Which lines below fall between the one containing "snow-covered roof with" and the one containing "x=944 y=141"? Repeat them exactly, counting both of those lines, and add nothing else.

────────────────────

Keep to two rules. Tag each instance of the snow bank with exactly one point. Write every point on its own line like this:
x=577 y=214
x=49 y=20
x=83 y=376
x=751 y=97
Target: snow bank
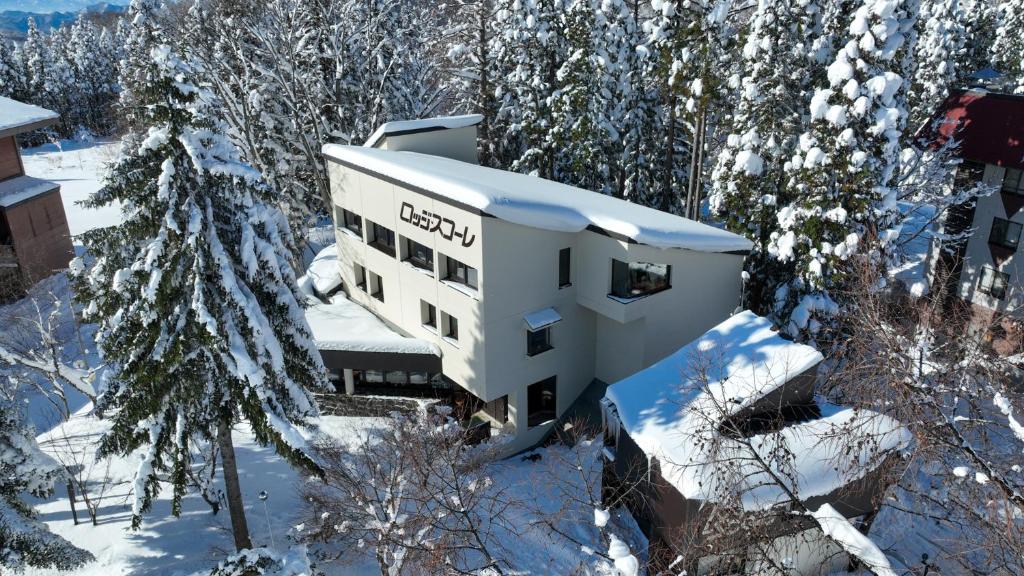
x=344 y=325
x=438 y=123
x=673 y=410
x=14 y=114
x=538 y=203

────────────────────

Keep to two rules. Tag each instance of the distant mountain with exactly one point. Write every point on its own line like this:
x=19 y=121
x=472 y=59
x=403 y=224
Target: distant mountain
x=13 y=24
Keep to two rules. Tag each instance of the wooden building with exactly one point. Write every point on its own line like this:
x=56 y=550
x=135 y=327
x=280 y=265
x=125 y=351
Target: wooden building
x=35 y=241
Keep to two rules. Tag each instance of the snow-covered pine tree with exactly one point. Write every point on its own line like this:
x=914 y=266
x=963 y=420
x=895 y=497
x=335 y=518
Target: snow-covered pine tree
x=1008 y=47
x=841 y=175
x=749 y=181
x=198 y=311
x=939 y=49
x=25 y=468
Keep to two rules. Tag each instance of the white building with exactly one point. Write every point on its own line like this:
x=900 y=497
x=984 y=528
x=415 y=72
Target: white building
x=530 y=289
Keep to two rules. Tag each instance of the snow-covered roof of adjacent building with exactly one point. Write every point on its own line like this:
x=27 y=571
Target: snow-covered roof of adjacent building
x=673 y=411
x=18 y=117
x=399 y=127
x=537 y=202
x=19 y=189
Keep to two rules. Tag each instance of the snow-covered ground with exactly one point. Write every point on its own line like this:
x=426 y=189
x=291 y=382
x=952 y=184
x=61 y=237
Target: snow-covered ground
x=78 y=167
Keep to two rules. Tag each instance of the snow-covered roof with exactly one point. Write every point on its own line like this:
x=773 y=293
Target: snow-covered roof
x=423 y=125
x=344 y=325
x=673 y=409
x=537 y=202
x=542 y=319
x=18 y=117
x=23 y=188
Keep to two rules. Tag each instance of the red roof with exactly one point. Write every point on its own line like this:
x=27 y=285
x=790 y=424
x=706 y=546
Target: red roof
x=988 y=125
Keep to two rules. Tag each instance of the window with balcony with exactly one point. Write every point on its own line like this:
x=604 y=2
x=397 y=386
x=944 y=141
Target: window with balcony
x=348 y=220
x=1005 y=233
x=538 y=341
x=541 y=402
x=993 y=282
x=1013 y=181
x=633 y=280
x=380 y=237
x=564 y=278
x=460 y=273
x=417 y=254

────────────────────

▶ [SOLUTION]
Keep to two rules. Tag each instance of the snow-covered roof with exactly one point. Write every point on its own line like this:
x=773 y=293
Target: snow-covered roof
x=423 y=125
x=344 y=325
x=673 y=409
x=537 y=202
x=542 y=319
x=18 y=117
x=23 y=188
Keep to two rules. Tag each instance of the red roof with exactly one point. Write every point on its own line like this:
x=27 y=285
x=790 y=424
x=706 y=546
Target: red roof
x=988 y=125
Keep to two rules. Tag each instance of the window with balcony with exactly one point. Write every point on its own line like this:
x=604 y=2
x=397 y=386
x=944 y=141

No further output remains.